Written request → Format the lines below as a numbered list, skipping any blank lines.

Entries for locating named things:
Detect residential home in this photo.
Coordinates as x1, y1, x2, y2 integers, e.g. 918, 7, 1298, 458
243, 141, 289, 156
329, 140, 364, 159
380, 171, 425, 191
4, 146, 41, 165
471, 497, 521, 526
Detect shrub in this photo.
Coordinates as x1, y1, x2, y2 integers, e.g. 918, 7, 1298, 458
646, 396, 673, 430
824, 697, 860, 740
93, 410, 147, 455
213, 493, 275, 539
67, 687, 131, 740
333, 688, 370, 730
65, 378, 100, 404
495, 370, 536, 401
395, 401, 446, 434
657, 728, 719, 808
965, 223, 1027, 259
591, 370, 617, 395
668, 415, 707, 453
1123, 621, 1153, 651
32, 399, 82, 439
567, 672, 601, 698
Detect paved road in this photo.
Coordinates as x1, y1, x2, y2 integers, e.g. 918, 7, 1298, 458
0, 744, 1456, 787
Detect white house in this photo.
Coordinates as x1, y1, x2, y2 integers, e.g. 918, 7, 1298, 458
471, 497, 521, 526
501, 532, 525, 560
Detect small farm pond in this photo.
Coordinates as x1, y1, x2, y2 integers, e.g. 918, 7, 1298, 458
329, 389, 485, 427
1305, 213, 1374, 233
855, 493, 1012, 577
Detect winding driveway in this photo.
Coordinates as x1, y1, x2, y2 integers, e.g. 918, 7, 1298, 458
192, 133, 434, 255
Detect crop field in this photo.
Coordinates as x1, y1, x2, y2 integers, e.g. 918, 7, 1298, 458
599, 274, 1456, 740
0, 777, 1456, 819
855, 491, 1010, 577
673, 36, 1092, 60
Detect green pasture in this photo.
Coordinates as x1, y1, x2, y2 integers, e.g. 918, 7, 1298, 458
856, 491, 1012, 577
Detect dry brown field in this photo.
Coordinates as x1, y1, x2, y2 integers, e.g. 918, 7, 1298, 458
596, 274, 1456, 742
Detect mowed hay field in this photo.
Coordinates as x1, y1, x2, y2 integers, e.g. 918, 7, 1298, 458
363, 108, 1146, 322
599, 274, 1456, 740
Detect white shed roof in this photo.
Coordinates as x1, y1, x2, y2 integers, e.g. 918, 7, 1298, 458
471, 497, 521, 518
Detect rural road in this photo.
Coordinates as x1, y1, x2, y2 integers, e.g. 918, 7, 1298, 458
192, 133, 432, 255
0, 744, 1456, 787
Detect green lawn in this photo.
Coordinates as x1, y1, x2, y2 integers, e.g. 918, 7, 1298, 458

Response to this task →
1. Detect residential home in this photo.
2. Coordinates as x1, y1, x2, y2 integers, e.g. 918, 7, 1298, 458
3. 243, 141, 289, 156
4. 329, 140, 364, 159
5. 380, 171, 425, 191
6. 4, 146, 41, 165
7. 471, 497, 521, 526
8. Detect shrub in this photo.
9. Coordinates as x1, y1, x2, y2 integers, e.g. 918, 7, 1298, 458
10. 646, 396, 673, 430
11. 824, 697, 860, 740
12. 93, 410, 147, 455
13. 213, 493, 275, 539
14. 67, 687, 131, 740
15. 333, 688, 370, 730
16. 65, 378, 100, 404
17. 495, 370, 536, 401
18. 395, 401, 446, 434
19. 657, 728, 719, 808
20. 965, 223, 1027, 259
21. 591, 370, 617, 395
22. 668, 415, 707, 453
23. 1123, 621, 1153, 651
24. 32, 399, 82, 439
25. 567, 672, 601, 698
26. Detect paved road in this photo.
27. Coordinates as x1, y1, x2, y2 integers, e.g. 918, 7, 1298, 458
28. 0, 744, 1456, 787
29. Detect white house in this photo.
30. Coordinates as x1, y1, x2, y2 integers, e.g. 918, 7, 1298, 458
31. 471, 497, 521, 526
32. 501, 532, 525, 560
33. Detect small farm pond in this photo.
34. Coordinates as x1, y1, x2, y2 integers, e.g. 918, 7, 1298, 458
35. 329, 389, 485, 427
36. 1305, 213, 1374, 233
37. 855, 493, 1012, 577
38. Detect winding driveway in this photo.
39. Coordinates as x1, y1, x2, y2 integers, e.g. 918, 7, 1298, 458
40. 192, 133, 434, 255
41. Detect crop field in this photo.
42. Coordinates as x1, y1, x2, y2 integers, e.g. 918, 7, 1298, 458
43. 599, 274, 1456, 740
44. 0, 777, 1456, 819
45. 855, 491, 1010, 577
46. 673, 36, 1092, 60
47. Detect green pasture in this photo.
48. Coordinates as x1, y1, x2, y2 integers, e.g. 918, 7, 1298, 458
49. 856, 491, 1012, 577
50. Detect dry brown field in this photo.
51. Coordinates as x1, y1, x2, y2 integers, e.g. 918, 7, 1298, 458
52. 596, 274, 1456, 742
53. Detect mowed hay field in this photo.
54. Coordinates as x1, y1, x2, y2 integers, e.g. 918, 7, 1298, 458
55. 363, 108, 1146, 322
56. 599, 274, 1456, 740
57. Detect white shed roof in this photo.
58. Coordinates as x1, y1, x2, y2 integers, e.g. 918, 7, 1298, 458
59. 471, 497, 521, 518
60. Detect rural road in this photo.
61. Coordinates as x1, y1, x2, y2 integers, e.g. 918, 7, 1298, 458
62. 192, 133, 432, 255
63. 0, 744, 1456, 787
64. Detect green lawn in this photo.
65. Coordinates as x1, y1, x2, y2 integers, e.g. 918, 7, 1298, 458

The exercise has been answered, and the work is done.